■ **WRITTEN PROBLEM**
Reproduce every item below word for word, leaving the pictures out of your copy.
***
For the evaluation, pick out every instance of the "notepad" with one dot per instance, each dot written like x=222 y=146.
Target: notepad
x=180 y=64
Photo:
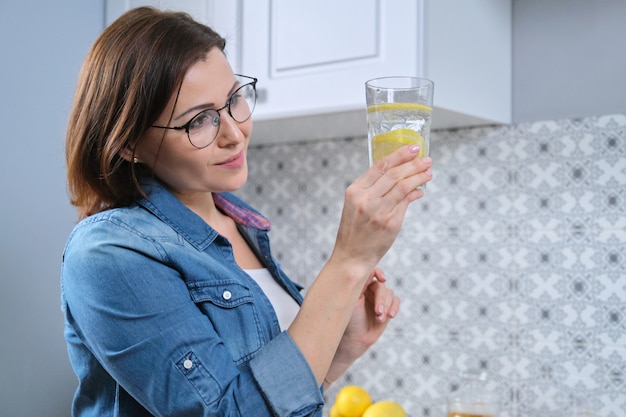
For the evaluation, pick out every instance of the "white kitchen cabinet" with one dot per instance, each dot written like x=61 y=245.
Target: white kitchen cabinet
x=312 y=58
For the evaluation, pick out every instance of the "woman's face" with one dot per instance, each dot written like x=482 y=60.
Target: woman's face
x=187 y=170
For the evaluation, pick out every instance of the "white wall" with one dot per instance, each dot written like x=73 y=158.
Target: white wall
x=42 y=45
x=569 y=58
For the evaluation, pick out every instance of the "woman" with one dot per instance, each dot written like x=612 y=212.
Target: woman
x=174 y=305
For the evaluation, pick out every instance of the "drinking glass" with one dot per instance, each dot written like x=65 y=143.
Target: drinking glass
x=399 y=111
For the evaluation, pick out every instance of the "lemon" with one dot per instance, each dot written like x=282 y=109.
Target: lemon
x=352 y=401
x=334 y=412
x=385 y=409
x=387 y=142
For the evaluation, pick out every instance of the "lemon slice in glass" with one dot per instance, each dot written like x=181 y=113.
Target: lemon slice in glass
x=387 y=142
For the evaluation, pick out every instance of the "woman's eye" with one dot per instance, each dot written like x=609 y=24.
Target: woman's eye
x=202 y=119
x=234 y=99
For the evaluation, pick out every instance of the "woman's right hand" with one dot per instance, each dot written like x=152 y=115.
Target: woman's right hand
x=376 y=203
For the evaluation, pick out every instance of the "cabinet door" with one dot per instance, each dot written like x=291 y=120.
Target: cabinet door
x=313 y=57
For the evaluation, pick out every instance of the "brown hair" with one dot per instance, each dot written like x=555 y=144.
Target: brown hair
x=131 y=72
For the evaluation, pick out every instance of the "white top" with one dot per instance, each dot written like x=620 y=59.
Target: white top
x=285 y=307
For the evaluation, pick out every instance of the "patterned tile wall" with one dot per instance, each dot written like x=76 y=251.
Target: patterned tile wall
x=514 y=262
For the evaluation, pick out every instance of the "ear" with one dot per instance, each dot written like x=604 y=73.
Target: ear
x=127 y=154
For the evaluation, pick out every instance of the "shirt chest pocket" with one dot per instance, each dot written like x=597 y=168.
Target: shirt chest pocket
x=230 y=307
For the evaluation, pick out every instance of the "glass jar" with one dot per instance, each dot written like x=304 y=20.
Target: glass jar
x=473 y=399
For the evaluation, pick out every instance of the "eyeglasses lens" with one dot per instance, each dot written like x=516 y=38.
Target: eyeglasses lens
x=203 y=129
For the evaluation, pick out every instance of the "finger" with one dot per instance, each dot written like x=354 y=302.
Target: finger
x=394 y=309
x=378 y=170
x=401 y=181
x=383 y=299
x=379 y=275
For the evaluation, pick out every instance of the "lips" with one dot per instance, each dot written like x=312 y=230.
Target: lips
x=234 y=162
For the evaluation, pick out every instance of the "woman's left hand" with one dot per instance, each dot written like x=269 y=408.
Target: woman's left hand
x=376 y=306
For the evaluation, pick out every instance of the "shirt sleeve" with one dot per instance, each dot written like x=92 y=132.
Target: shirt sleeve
x=134 y=313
***
■ **WRITTEN ANSWER**
For the evaluation, pick out every instance of the "notepad" with one dot per instance, each dot written like x=222 y=146.
Target: notepad
x=180 y=64
Photo:
For the evaluation, pick out every instance of the "white kitchen cabinet" with one dot per instance, each dot written like x=61 y=245.
Target: white kitchen cabinet
x=312 y=58
For the evaluation, pick out every instance of the "woman's face" with one dot per instance, each dot written like x=482 y=60.
Target: woman's face
x=187 y=170
For the evaluation, pick out every instance of the "white wall" with one dot per instance, each dot written like x=73 y=158.
Target: white wall
x=42 y=45
x=569 y=58
For the evaluation, pick out every instance of the "woman" with one dot per instance, each dot written like x=612 y=212.
Target: woman
x=174 y=305
For the evaluation, pick out every instance of the "drinking glass" with one dot per instance, each dot written like x=65 y=143.
Target: drinking glass
x=399 y=111
For the evaluation, pick out every instance of the "lemon" with one dot per instance, each dot written like x=282 y=109.
Target: lemon
x=352 y=401
x=334 y=412
x=385 y=409
x=387 y=142
For the evaluation, pick out every instance of the "lemon slice in glass" with one dot per instance, each dot written like x=181 y=113.
Target: lemon slice in glass
x=387 y=142
For the evaluation, pick out every instance of the "woman's eye" with one dot per instance, each dot written like x=609 y=24.
Target: woman's eye
x=202 y=119
x=234 y=99
For the evaluation, pick out every instance of the "woman's right hand" with one dot per instance, each dot written like x=152 y=115.
Target: woman's right hand
x=376 y=203
For the evaluation, pick out every instance of the "cabinet door" with one dot per instance, each dot written like x=291 y=120.
Target: cabinet door
x=313 y=57
For the evaluation, pick out every instance of the "brown hair" with one dot per instance, each dot written like x=555 y=144.
Target: brown hair
x=131 y=72
For the evaluation, pick out every instance of the "white top" with one dot per instance, each dot written like x=620 y=59.
Target: white top
x=285 y=307
For the evaluation, pick out every instance of the "patterned tile wall" with one dot per instance, each dot written like x=76 y=251.
Target: patterned tile wall
x=514 y=262
For the evaluation, pick out every instance of the "ear" with one dot per instance, each dot written like x=604 y=73.
Target: ear
x=127 y=154
For the evaluation, pick out every instance of the "shirt chest pocket" with one dot per instance, each dot written like x=597 y=168.
Target: shirt chest pocket
x=230 y=307
For the evaluation, pick out every instance of the "glass jar" with one dot per instance, each dot written like x=304 y=20.
Target: glass jar
x=473 y=399
For the evaluation, pick out every instance of the "eyeglasses lens" with one dot per instance, each dot written like x=516 y=38.
Target: eyeglasses lens
x=203 y=129
For the evaluation, pick out every instance of the "finger" with one dot per instance, each dot written like x=354 y=302.
Target: finger
x=394 y=309
x=378 y=170
x=401 y=181
x=383 y=299
x=379 y=275
For the evaluation, pick out every instance of the "lips" with one dot per instance, each dot written like x=312 y=230.
Target: lips
x=234 y=162
For the evaluation, pick out every instance of the "woman's left hand" with one dot per instance, each dot written like x=269 y=408.
Target: woman's left hand
x=376 y=306
For the evaluation, pick out every instance of the "shirt sleeve" with one dot per instance, each dot written like x=92 y=132.
Target: shirt sleeve
x=134 y=313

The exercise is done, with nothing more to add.